Please write out, exactly as they appear, the line containing "Please mark the snow on roof" and every line after it to the end of the records, and nothing more.

● Record excerpts:
━━━━━━━━━━━━━━━━━━━━━━━━━━━━━━

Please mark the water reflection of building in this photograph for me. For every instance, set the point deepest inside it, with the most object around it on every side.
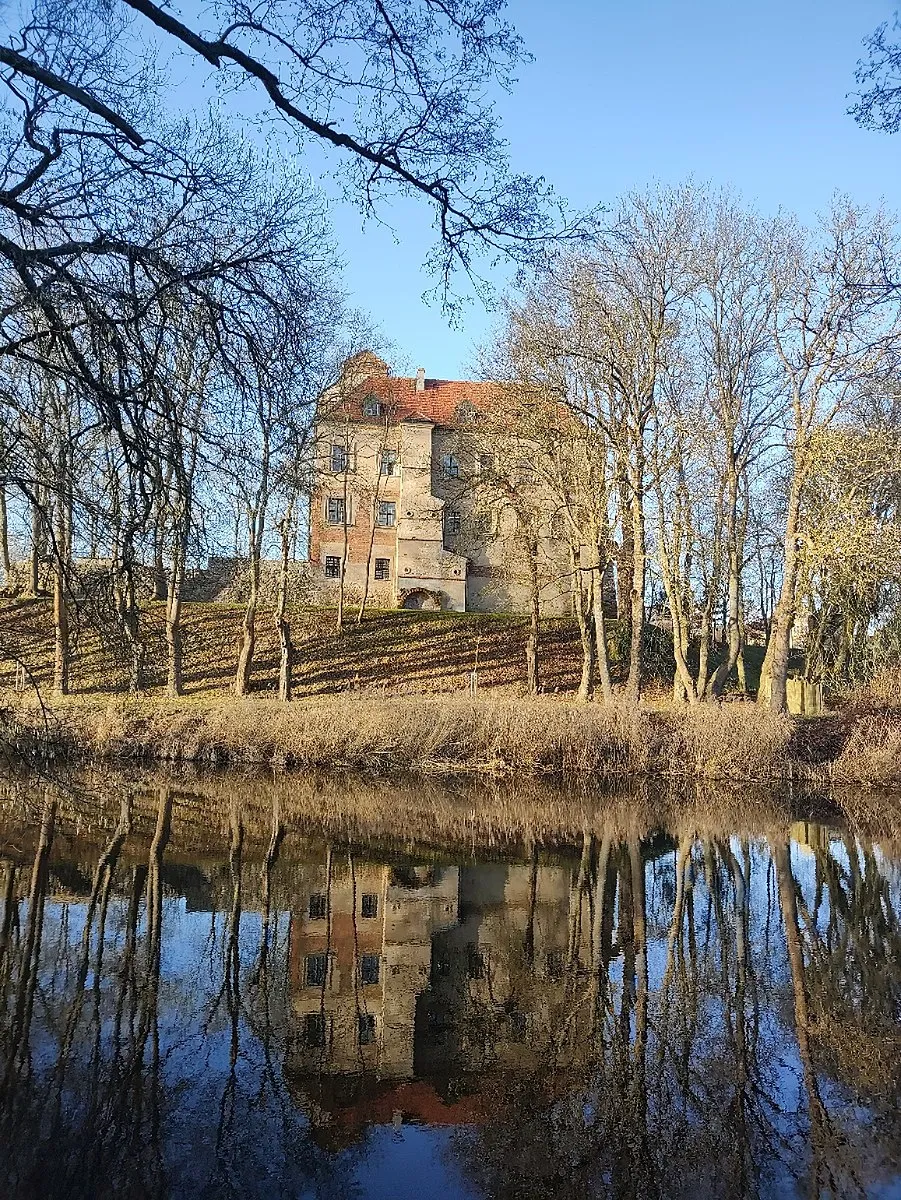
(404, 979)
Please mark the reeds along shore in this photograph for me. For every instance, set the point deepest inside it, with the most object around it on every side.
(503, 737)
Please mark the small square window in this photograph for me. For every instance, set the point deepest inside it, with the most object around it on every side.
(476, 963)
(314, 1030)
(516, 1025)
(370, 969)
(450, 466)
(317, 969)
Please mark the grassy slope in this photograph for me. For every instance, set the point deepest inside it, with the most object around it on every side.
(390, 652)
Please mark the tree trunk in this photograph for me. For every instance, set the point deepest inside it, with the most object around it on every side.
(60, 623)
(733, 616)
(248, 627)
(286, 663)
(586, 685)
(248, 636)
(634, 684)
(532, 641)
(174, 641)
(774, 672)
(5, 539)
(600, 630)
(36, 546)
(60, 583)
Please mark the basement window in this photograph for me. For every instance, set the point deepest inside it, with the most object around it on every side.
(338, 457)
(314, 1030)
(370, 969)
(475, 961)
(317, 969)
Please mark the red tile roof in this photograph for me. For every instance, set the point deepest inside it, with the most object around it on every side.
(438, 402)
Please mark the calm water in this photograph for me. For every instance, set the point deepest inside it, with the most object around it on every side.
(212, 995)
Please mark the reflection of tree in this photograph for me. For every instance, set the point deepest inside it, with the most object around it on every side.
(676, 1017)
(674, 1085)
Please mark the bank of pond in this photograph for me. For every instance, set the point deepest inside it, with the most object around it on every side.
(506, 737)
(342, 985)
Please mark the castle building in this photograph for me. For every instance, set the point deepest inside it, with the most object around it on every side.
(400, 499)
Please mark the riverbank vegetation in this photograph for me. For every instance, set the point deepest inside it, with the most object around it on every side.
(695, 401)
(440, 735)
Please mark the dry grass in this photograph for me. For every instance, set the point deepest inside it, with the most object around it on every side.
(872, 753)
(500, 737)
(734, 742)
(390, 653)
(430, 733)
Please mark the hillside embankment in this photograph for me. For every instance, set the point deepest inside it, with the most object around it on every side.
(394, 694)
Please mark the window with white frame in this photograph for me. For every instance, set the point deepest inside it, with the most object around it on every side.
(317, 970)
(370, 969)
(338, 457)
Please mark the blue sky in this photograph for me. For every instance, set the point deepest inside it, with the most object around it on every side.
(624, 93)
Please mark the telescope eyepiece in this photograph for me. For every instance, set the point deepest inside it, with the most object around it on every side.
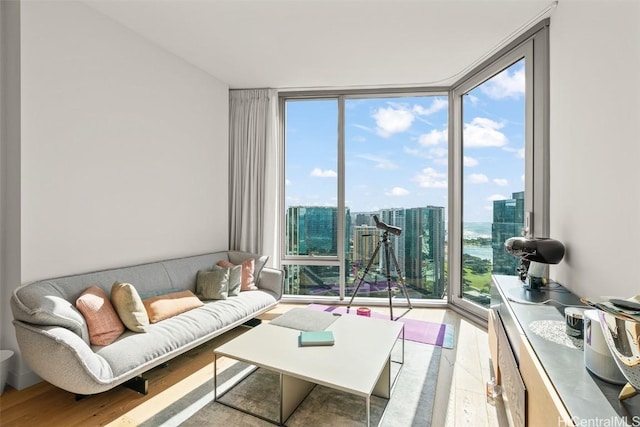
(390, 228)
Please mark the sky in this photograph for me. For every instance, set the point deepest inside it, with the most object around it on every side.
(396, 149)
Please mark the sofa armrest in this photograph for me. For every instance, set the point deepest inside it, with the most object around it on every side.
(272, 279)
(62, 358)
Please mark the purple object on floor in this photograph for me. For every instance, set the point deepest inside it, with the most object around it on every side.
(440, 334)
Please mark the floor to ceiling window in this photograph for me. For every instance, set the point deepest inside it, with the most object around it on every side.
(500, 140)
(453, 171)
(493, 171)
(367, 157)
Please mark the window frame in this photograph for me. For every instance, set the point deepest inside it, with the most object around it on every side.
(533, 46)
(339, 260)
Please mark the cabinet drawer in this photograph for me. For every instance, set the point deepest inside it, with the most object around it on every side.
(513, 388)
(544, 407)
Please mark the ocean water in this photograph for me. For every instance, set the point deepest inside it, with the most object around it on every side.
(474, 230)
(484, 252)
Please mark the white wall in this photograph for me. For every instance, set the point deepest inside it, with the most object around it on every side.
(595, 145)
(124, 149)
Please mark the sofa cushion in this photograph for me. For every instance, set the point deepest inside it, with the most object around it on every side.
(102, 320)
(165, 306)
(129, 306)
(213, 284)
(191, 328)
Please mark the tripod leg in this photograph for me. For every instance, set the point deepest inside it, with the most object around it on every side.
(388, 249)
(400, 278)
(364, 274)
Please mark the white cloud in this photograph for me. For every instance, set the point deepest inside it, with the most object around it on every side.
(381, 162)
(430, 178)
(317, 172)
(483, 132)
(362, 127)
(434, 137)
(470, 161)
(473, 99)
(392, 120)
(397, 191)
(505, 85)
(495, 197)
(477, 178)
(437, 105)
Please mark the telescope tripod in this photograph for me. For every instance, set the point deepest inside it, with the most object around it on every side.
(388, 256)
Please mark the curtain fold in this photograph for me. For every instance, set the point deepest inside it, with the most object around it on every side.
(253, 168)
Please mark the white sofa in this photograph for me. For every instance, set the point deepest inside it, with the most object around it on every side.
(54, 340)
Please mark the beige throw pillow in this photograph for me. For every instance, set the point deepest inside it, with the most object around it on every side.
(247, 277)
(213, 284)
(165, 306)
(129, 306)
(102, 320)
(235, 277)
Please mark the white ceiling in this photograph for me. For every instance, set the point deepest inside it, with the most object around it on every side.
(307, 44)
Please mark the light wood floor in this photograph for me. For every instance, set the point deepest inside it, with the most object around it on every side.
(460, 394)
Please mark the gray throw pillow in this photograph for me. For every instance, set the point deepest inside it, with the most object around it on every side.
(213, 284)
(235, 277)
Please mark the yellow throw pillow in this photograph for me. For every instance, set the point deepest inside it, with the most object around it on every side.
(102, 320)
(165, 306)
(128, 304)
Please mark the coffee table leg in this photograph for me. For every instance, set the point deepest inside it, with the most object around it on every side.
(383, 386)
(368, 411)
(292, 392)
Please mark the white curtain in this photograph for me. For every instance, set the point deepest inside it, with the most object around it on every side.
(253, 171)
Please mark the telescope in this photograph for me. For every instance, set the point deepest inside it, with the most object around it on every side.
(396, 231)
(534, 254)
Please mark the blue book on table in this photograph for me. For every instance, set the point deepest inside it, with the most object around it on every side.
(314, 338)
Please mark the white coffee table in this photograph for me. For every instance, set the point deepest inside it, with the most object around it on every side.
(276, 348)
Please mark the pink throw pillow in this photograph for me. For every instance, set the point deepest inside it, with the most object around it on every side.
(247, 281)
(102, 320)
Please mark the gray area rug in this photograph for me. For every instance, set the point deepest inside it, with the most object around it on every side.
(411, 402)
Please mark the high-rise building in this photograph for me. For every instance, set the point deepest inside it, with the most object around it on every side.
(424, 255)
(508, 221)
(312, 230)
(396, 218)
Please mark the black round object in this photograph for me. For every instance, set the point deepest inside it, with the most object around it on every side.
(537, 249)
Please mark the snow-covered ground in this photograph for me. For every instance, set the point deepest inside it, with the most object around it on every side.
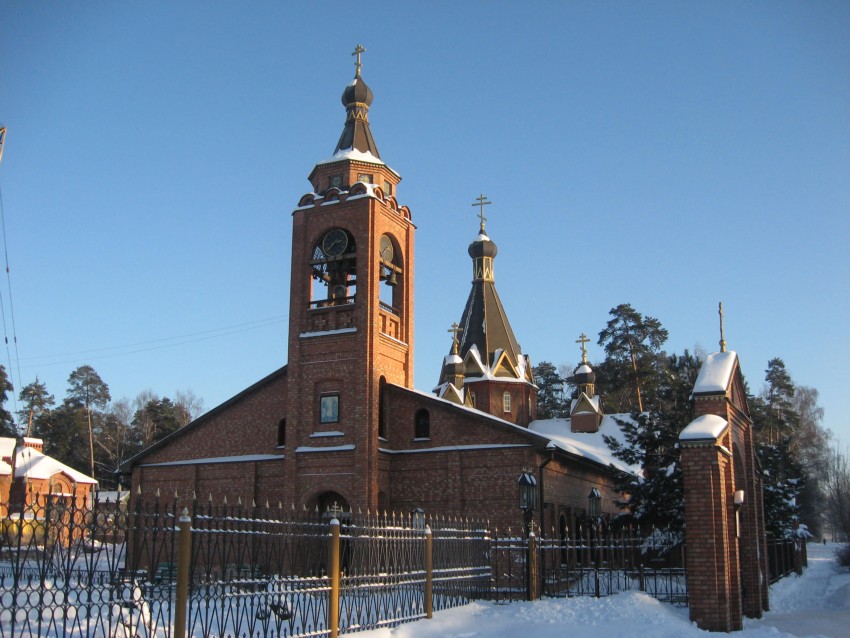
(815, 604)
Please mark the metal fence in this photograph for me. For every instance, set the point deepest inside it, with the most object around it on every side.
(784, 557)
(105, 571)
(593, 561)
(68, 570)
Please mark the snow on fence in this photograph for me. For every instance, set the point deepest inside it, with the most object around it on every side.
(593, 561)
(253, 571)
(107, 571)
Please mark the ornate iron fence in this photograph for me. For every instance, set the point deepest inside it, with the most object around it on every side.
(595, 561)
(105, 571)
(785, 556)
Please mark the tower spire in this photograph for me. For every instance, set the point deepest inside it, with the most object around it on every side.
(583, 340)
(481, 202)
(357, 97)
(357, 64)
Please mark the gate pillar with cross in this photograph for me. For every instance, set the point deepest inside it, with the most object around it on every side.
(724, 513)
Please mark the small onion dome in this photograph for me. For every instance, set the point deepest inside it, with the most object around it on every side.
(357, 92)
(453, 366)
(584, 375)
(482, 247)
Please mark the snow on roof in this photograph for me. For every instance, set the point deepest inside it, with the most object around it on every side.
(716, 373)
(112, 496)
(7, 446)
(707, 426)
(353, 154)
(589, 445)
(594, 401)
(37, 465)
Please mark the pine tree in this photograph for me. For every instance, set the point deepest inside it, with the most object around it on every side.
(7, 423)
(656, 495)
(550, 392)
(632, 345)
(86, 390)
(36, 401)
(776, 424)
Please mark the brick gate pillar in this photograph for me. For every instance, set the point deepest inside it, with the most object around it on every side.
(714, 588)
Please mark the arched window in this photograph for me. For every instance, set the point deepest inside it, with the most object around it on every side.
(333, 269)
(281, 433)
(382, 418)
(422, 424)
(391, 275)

━━━━━━━━━━━━━━━━━━━━━━━━━━━━━━

● Written answer:
Please mark the snow on roof in this photograph for me. For every instance, set the point deepest inside it, with the most object around it on every side.
(716, 373)
(112, 496)
(7, 446)
(707, 426)
(353, 154)
(589, 445)
(594, 401)
(37, 465)
Please mark the pine tree in this photograph for me. For every instance, set the point deepest inside it, with the most object around it on every side.
(7, 423)
(656, 495)
(550, 392)
(632, 345)
(86, 390)
(36, 401)
(776, 424)
Please mark the brick gate pillar in this photograph for me. For every instance, set the point deepest inside it, with the most object around it on every side.
(714, 588)
Please mark the arched window in this photograph for me. For every instance, set the point deepest inside it, with the most object around it on every side.
(333, 269)
(281, 433)
(382, 418)
(422, 424)
(391, 275)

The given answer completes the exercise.